■ What the exercise asks
Take the line that has "TARGET = round bread roll" in it and every line after it to the end of the entries, and reproduce them exactly.

■ Excerpted data
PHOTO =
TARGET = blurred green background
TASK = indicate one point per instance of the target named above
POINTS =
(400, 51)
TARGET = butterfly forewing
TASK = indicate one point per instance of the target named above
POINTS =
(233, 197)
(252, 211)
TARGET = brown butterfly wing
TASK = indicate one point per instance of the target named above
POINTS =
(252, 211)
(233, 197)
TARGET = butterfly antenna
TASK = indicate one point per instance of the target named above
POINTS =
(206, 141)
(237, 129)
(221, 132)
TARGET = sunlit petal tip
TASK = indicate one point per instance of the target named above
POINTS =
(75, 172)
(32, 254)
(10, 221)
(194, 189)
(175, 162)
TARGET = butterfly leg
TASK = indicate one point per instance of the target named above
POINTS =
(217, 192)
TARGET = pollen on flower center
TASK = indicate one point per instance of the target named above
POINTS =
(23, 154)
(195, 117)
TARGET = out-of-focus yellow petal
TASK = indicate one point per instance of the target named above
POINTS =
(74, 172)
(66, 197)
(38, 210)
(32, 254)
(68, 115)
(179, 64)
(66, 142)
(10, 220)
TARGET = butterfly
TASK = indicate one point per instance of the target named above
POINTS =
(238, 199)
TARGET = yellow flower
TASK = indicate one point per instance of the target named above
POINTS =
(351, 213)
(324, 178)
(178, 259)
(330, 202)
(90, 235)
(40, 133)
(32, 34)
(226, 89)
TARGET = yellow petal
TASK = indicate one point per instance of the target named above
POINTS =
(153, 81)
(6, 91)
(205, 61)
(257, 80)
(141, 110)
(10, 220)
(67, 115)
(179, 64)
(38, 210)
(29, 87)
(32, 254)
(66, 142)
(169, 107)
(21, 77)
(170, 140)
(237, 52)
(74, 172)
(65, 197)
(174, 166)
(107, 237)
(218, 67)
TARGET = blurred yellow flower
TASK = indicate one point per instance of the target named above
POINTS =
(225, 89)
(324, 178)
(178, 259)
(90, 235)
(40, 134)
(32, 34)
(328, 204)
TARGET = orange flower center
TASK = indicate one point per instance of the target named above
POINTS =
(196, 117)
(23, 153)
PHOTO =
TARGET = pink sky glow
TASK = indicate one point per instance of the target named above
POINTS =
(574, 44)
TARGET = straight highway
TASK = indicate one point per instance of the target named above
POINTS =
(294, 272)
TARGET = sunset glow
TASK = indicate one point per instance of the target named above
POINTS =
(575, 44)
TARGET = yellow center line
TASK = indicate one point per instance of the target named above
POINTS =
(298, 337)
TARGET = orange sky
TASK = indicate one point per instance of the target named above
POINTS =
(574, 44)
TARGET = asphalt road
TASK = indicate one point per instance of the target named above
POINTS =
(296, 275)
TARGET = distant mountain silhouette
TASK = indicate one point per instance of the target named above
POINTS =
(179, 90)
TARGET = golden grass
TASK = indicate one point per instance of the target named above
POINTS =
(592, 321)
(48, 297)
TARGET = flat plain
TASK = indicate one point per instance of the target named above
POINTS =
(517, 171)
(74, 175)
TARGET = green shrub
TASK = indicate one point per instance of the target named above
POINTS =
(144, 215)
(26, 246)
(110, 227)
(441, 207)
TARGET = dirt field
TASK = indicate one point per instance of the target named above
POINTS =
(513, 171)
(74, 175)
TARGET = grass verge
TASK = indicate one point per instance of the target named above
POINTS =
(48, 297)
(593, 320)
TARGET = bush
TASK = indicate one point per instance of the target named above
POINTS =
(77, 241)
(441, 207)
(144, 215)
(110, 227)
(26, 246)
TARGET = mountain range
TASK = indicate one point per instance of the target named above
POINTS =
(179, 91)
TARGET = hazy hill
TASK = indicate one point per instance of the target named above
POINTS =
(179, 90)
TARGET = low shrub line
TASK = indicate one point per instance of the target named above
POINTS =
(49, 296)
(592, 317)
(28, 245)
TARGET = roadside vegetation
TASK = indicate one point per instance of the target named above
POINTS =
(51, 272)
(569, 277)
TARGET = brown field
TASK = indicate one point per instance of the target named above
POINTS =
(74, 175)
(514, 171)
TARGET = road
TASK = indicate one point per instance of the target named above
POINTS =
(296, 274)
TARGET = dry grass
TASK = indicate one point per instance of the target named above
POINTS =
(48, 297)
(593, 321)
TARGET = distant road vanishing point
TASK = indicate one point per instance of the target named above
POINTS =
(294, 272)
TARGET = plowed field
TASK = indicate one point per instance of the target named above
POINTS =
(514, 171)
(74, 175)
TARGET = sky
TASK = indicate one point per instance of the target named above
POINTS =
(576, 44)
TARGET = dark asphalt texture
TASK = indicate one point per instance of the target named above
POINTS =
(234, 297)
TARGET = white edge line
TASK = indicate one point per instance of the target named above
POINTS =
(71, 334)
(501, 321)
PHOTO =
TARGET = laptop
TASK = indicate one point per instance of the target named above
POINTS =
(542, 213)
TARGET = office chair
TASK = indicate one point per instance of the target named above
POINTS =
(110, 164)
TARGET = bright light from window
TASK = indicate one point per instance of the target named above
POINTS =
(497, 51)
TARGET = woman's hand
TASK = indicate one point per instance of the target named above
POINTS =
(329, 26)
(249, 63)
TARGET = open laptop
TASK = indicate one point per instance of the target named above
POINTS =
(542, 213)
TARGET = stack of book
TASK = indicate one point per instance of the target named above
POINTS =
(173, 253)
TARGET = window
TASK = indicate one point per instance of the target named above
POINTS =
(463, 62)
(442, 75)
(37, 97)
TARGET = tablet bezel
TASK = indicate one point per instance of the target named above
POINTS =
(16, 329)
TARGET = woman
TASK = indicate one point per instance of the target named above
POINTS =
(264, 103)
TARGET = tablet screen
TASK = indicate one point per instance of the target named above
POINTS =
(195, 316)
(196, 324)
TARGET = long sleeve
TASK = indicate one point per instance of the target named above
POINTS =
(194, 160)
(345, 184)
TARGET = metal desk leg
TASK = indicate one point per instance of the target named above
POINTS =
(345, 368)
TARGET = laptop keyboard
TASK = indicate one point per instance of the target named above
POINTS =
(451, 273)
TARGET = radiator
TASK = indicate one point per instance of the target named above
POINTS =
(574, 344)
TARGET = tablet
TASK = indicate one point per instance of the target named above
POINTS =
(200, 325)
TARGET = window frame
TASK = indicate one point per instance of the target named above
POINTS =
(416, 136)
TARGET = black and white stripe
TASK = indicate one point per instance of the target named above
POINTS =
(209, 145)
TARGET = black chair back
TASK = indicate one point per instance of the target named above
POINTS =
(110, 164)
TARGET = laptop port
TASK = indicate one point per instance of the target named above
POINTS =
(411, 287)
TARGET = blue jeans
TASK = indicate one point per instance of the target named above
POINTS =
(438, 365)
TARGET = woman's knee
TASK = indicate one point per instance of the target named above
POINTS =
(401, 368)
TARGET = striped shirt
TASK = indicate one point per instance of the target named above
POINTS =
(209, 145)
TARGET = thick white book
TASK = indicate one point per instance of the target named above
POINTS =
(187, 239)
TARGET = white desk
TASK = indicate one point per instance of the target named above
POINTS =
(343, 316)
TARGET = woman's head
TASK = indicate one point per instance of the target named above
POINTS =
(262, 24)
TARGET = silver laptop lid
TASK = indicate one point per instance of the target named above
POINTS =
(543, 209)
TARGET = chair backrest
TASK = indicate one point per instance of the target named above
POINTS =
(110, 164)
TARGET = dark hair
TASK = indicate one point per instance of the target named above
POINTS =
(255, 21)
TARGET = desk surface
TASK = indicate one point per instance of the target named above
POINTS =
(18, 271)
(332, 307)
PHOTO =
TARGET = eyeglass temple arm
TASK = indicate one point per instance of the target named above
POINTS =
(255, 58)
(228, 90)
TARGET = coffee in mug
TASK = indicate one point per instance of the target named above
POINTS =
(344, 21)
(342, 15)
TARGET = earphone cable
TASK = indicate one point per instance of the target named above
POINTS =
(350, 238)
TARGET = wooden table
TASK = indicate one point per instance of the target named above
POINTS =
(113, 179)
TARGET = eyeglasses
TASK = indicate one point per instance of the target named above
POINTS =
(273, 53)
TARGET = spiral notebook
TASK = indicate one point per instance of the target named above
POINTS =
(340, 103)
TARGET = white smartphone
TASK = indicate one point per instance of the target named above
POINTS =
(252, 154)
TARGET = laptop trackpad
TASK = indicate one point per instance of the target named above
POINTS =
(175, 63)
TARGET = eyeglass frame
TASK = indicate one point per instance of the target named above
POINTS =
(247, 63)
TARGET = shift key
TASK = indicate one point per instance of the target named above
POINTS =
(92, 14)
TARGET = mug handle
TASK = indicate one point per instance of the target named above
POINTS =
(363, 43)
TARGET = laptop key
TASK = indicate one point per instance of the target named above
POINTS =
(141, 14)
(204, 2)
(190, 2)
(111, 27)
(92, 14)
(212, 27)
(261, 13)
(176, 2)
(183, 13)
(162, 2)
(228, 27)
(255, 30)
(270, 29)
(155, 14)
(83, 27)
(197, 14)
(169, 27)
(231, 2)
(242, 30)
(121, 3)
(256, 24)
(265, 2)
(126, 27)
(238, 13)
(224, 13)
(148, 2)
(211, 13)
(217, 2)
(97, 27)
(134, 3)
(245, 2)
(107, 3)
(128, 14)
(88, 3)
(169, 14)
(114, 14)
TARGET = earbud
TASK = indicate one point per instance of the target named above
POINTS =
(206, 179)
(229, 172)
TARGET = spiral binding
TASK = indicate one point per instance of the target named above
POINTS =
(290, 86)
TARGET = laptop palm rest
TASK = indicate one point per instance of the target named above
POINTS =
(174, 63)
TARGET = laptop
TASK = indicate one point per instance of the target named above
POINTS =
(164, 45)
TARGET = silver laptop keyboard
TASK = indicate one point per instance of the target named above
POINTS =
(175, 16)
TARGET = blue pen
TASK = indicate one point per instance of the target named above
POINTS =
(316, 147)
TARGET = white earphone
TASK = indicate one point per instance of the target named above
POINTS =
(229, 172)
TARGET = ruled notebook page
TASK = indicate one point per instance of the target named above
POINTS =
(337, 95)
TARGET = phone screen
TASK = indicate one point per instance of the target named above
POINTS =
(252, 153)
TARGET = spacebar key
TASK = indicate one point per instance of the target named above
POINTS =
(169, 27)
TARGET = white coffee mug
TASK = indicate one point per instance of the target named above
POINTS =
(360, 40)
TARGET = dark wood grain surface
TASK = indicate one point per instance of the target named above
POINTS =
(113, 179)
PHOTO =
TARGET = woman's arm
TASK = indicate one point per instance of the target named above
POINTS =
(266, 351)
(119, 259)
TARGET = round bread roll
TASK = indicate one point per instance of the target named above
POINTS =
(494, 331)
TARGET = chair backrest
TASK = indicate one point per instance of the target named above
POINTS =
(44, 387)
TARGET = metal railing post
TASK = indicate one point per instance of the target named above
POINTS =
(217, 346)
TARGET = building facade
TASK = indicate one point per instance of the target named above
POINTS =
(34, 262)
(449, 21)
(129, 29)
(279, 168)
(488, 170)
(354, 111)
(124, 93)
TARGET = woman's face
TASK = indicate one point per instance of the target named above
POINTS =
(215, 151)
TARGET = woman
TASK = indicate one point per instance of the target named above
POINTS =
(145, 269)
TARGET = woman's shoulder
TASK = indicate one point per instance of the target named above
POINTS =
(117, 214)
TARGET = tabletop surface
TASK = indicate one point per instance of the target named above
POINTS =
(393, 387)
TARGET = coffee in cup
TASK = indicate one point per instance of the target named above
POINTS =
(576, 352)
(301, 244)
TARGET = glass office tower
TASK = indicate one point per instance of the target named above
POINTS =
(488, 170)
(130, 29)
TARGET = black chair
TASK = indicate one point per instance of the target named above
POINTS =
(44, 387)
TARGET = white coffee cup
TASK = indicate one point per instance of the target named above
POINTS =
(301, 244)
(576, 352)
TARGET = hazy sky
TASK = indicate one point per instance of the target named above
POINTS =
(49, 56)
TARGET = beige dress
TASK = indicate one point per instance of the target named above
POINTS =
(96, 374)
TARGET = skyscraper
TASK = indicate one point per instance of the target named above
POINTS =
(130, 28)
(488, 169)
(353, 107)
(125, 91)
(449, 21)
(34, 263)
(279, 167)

■ Written solution
TARGET = round bread roll
TASK = indicate one point per instance of the target named above
POINTS =
(494, 331)
TARGET = chair backrest
TASK = indicate one point per instance of the target named above
POINTS =
(44, 387)
TARGET = metal railing post
TASK = indicate one point per instance of the target named above
POINTS =
(217, 346)
TARGET = building facade
TASK = indicate one point per instance of the target named above
POINTS =
(34, 262)
(449, 21)
(129, 29)
(279, 168)
(488, 170)
(354, 111)
(124, 93)
TARGET = woman's face
TASK = indicate one point per instance of the target named above
POINTS =
(215, 151)
TARGET = woman
TASK = indicate one point per instance of the target named above
POINTS =
(145, 269)
TARGET = woman's shoulder
TASK = indicate one point per instance of the target named above
POINTS =
(117, 214)
TARGET = tabletop surface
TASK = indicate one point per instance of the target named above
POINTS =
(393, 387)
TARGET = coffee in cup
TASK = indicate one point per instance of the target named above
POINTS =
(576, 352)
(301, 244)
TARGET = glass office tower
TASK = indicate one point per instance of the target named above
POINTS =
(488, 170)
(130, 29)
TARGET = black chair
TASK = indicate one point per instance of the target named above
POINTS =
(44, 387)
TARGET = white coffee cup
TASK = indicate one point per instance of the target named above
POINTS =
(301, 244)
(576, 352)
TARGET = hazy sky
TASK = indicate one point per instance of the target named above
POINTS =
(49, 56)
TARGET = beige dress
TASK = indicate one point per instance of the target named above
POINTS =
(96, 374)
TARGET = skyscraper
TASK = indicate one point per instance of the target named above
POINTS =
(130, 28)
(488, 169)
(353, 107)
(125, 91)
(449, 21)
(34, 263)
(279, 167)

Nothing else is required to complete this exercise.